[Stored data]
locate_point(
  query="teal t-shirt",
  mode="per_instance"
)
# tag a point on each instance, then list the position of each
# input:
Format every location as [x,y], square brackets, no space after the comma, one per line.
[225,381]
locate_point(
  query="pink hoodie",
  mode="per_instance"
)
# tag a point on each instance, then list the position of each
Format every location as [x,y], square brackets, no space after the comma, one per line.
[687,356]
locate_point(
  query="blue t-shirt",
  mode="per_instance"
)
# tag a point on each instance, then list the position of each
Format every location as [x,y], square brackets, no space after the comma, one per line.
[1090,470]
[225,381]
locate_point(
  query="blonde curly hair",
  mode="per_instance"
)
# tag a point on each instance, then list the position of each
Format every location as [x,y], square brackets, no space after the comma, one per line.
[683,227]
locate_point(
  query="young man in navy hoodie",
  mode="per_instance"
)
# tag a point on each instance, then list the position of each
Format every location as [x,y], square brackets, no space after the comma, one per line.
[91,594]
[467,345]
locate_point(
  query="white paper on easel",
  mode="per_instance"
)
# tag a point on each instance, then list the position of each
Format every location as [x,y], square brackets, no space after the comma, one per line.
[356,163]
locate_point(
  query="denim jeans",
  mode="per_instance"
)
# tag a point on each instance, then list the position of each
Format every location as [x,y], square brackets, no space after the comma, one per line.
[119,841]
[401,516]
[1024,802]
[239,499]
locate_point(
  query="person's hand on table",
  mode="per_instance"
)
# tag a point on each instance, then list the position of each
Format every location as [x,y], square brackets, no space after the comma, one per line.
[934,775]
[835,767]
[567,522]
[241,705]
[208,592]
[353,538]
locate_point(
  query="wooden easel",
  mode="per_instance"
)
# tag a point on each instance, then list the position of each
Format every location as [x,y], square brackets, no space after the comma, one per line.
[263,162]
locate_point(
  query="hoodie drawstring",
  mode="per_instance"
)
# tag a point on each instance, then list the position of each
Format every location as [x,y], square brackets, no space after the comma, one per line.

▶ [TASK BRIEF]
Repeat all the lines above verbatim.

▶ [TASK RESULT]
locate_point(
  query="teal t-shirt",
  mode="per_instance"
)
# tag a point on each instance, then list the position of each
# input:
Format every location as [x,y], square brackets, no space after the comma, one per line.
[225,381]
locate_point(
  query="pink hoodie",
  mode="per_instance"
)
# tag a point on each instance, then list the position of each
Format every location as [x,y], square brackets, no space after the comma, one per line.
[687,356]
locate_point(
  query="blue t-shirt",
  mode="per_instance"
)
# tag a point on each instance, then list the position of each
Format every location as [x,y], square brackets, no space after the comma, one per line.
[1090,470]
[225,381]
locate_point(
  query="blonde curly hair",
  mode="per_instance"
)
# tag a point on each instance, then list the position of each
Format every location as [x,y], square brackets, no space after the comma, one per line.
[683,227]
locate_point(
  query="young man in navy hoodie",
  mode="per_instance"
)
# tag a point on each instance, then list the position of each
Format every location as [x,y], square brackets, no space after the comma, one per line.
[91,594]
[467,345]
locate_point(
  query="white paper on easel",
  mode="per_instance"
)
# tag a point on each instance, then list the position of each
Format every location as [x,y], square brackets, no space after the comma, one per line.
[356,163]
locate_point(
  query="denim jeans",
  mode="per_instance"
)
# tag a point on each instance, then list the position of each
Format every location as [x,y], square brackets, no space after the comma, one per line.
[119,841]
[401,516]
[1024,802]
[239,499]
locate_point(
  query="person's hand on table",
  mode="per_instance"
)
# tag a point on each instance, then list the position of each
Format every location as [x,y], square brackets, no space after the comma, one per line.
[934,775]
[835,767]
[567,522]
[241,705]
[208,592]
[353,538]
locate_point(
  query="wooden easel",
  mode="per_instance"
)
# tag a point on each instance, then list the position of each
Format every location as [x,y], square brackets, no space after the comma, one per line.
[263,162]
locate_point(
  query="hoodie drawstring",
  mode="per_instance"
)
# tag a point on each instance, then list the position of each
Format every location as [x,y], square brackets, no space after the comma, one per line.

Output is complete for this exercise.